§ Records from a data source
■ ■ ■ ■
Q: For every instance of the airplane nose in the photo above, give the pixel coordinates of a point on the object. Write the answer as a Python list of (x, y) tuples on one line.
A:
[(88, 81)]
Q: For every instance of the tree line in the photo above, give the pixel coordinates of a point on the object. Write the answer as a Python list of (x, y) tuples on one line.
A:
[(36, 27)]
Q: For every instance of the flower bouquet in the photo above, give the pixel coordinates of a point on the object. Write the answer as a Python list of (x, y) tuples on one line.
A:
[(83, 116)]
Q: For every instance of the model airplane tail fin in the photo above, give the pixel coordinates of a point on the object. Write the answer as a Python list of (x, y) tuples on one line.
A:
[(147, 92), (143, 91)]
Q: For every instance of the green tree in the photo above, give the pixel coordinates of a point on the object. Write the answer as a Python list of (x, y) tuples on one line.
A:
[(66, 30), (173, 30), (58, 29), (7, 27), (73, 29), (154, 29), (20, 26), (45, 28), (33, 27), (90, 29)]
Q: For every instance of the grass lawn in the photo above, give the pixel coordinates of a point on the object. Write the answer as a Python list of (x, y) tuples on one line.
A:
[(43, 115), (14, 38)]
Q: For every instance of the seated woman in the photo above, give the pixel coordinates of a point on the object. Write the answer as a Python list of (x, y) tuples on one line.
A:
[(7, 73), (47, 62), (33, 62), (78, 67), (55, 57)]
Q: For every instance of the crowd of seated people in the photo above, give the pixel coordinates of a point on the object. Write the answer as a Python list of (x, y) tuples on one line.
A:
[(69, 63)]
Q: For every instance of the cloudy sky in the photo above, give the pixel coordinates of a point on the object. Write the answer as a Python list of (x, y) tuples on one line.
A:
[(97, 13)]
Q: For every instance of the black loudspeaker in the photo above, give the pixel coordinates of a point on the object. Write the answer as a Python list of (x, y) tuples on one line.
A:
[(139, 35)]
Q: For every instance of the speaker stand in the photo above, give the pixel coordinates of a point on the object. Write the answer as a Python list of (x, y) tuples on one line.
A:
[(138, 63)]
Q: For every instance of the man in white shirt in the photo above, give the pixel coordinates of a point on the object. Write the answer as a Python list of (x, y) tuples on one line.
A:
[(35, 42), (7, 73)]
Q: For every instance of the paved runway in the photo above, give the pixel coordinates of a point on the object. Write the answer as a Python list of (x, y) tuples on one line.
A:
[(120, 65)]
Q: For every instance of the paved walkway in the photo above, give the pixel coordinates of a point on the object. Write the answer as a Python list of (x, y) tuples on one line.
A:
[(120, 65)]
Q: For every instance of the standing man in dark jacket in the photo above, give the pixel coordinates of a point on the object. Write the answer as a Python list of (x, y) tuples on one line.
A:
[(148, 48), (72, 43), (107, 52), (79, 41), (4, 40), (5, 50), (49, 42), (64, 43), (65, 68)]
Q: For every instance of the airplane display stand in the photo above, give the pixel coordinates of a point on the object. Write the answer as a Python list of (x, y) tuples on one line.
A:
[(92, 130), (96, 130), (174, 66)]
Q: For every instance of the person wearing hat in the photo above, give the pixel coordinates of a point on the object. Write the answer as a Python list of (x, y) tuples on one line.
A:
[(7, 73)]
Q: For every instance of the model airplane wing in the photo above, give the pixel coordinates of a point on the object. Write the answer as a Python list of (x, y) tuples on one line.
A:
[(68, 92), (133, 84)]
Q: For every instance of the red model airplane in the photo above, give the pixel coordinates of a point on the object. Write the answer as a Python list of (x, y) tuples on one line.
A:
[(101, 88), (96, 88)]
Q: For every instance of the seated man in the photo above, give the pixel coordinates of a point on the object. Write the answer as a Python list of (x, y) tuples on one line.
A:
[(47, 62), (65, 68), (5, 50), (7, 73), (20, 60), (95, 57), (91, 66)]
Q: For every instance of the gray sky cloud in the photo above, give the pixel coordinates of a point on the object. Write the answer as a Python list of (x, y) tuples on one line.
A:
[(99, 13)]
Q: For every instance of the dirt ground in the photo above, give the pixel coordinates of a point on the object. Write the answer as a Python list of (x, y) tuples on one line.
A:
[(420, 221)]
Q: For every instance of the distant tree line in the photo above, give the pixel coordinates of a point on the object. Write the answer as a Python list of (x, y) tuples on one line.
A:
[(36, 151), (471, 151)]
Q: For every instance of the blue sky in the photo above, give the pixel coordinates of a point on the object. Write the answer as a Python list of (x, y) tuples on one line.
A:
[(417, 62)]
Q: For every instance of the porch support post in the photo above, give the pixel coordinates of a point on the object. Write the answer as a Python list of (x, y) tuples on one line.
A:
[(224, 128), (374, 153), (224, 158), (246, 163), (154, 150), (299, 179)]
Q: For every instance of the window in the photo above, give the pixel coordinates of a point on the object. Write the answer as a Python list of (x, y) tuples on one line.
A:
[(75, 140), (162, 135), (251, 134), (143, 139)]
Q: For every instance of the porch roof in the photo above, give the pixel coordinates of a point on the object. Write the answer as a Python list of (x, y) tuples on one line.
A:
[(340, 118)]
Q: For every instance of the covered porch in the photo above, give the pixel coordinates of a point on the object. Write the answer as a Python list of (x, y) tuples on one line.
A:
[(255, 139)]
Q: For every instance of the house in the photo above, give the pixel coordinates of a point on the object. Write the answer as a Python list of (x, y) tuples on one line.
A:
■ ■ ■ ■
§ TASK
Every line above should be reproduced precisely.

§ EXPECTED OUTPUT
Q: For every instance of the airplane nose in the photo above, give the pixel coordinates of a point on the object. Write the answer as a Python list of (x, y) tuples on one line.
A:
[(88, 81)]
Q: For every instance of the tree line in the photo above, give the pixel coordinates of a point on the object. Write the answer as a Python list of (x, y) tuples on one line.
A:
[(36, 27)]
Q: For every instance of the flower bouquet in the photo above, give the pixel coordinates of a point on the object. Write the answer as a Python list of (x, y) tuples on one line.
A:
[(83, 116)]
Q: For every instance of the model airplane tail fin in the photo above, give the pixel coordinates of a point on the object. Write the answer as a Python list of (x, y) tuples on one line.
A:
[(147, 92), (143, 91)]
Q: For every instance of the green tree in the photo above, give the pixel coordinates of a point on the object. Write the answer as a Python list of (x, y) tuples on one line.
A:
[(66, 30), (173, 30), (58, 29), (7, 27), (73, 29), (154, 29), (20, 26), (45, 28), (33, 27), (90, 29)]
Q: For every instance of the grass lawn in the photo above, give the pixel coordinates of a point on the object. Write the answer as a Python list of (x, y) tuples on one line.
A:
[(43, 115), (14, 38)]
Q: For every instance of the seated woman in the photo above, give the pixel coordinates of a point on the object. Write the answer as a Python list of (x, y) tuples on one line.
A:
[(7, 73), (47, 62), (33, 62), (78, 67), (55, 57)]
Q: For every instance of the crowd of seated people in the photo above, give the pixel coordinates of a point on the object. Write the answer as a Python list of (x, y) tuples on one line.
A:
[(69, 63)]
Q: For every instance of the cloudy sky in the photo above, give the pixel coordinates of a point on the object. Write the answer as a Python list of (x, y) tuples on one line.
A:
[(97, 13)]
Q: For every instance of the black loudspeaker in the photo above, give the pixel coordinates of a point on the object. Write the answer as a Python list of (x, y) tuples on one line.
A:
[(139, 35)]
Q: For every instance of the speaker stand in the photo above, give the pixel coordinates of a point on the object. Write the answer as a Python list of (x, y) tuples on one line.
A:
[(138, 63)]
Q: For every instance of the man in white shirt in the photo above, give the pixel coordinates of a point on the object. Write the answer as a Python list of (x, y) tuples on one line.
A:
[(35, 42), (7, 73)]
Q: For every instance of the paved runway in the photo above, give the pixel coordinates of a point on the object. Write the answer as a Python list of (x, y) tuples on one line.
A:
[(120, 65)]
Q: For every instance of the paved walkway in the photo above, give the pixel coordinates of a point on the object. Write the answer as a Python list of (x, y) tuples on one line.
A:
[(120, 65)]
Q: For every instance of the standing man in dark jacket in the photo above, give the pixel coordinates of a point on the object. Write the answer as a Python list of (x, y) tuples on one line.
A:
[(148, 48), (72, 43), (107, 52), (79, 41), (4, 40), (5, 50), (49, 42), (64, 43), (65, 68)]
Q: For every instance of the airplane display stand in the photo above, give the pixel coordinates of a point on the object. Write the answer as a Python list of (x, y) tuples on one line.
A:
[(92, 130), (96, 130), (174, 66)]
Q: For every instance of the person wearing hat in the photo above, give the pixel coordinates of a point on the object. Write the answer as a Python list of (x, y) tuples on one line.
A:
[(7, 73)]
Q: For every instance of the model airplane wing in the photo above, give the pixel coordinates of a point on the object. Write the answer as a Python list of (x, y) tuples on one line.
A:
[(68, 92), (133, 84)]
Q: For every instance of the red model airplane in the photo above, give the pixel coordinates of a point on the object. Write the answer as a Python list of (x, y) tuples on one line.
A:
[(101, 88), (96, 88)]
Q: For every instance of the seated man in the photo above, give the pixel coordinates of a point on the object. Write the answer as a Python list of (x, y) tuples on one line.
A:
[(47, 62), (65, 68), (5, 50), (7, 73), (20, 60), (95, 57), (91, 66)]
Q: For every instance of the gray sky cloud in the photo above, give the pixel coordinates of a point on the object. Write the answer as a Python list of (x, y) tuples on one line.
A:
[(99, 13)]
Q: For every instance of the dirt ground in the photo above, give the pixel coordinates of a point on the object. Write the answer as a Python list of (x, y) tuples on one line.
A:
[(420, 221)]
Q: For every instance of the distant tree line in the photo above, give the pixel coordinates of a point on the object. Write the answer as a Python list of (x, y) tuples on one line.
A:
[(36, 151), (471, 151)]
Q: For every instance of the blue sky in the photo above, give the pixel coordinates of a point on the object. Write the answer as a Python list of (x, y) tuples on one line.
A:
[(417, 62)]
Q: For every instance of the porch support post in the photo above, give the pixel coordinates of a point on the object. Write the answer as a Python list of (x, y) tuples on one line.
A:
[(224, 128), (374, 153), (224, 158), (246, 163), (154, 150), (299, 179)]
Q: For every instance of the window in the photo above, give the pixel coordinates of a point on the object. Write the answer as a Python list of (x, y) tuples on one line.
A:
[(75, 140), (162, 135), (251, 134), (143, 139)]
Q: For every instance of the porch roof in the photo above, give the pixel coordinates of a point on the object. Write the answer as a Python list of (x, y) tuples on one line.
A:
[(340, 118)]
Q: For every instance of the covered porch in the photo above, give the pixel coordinates of a point on the object. Write the answer as a Python list of (x, y) tuples on one line.
A:
[(255, 139)]
Q: For every instance of the house in the photo above, give the pixel coordinates of a point on the object. Write the answer as a Python list of (x, y) tuples on one line.
A:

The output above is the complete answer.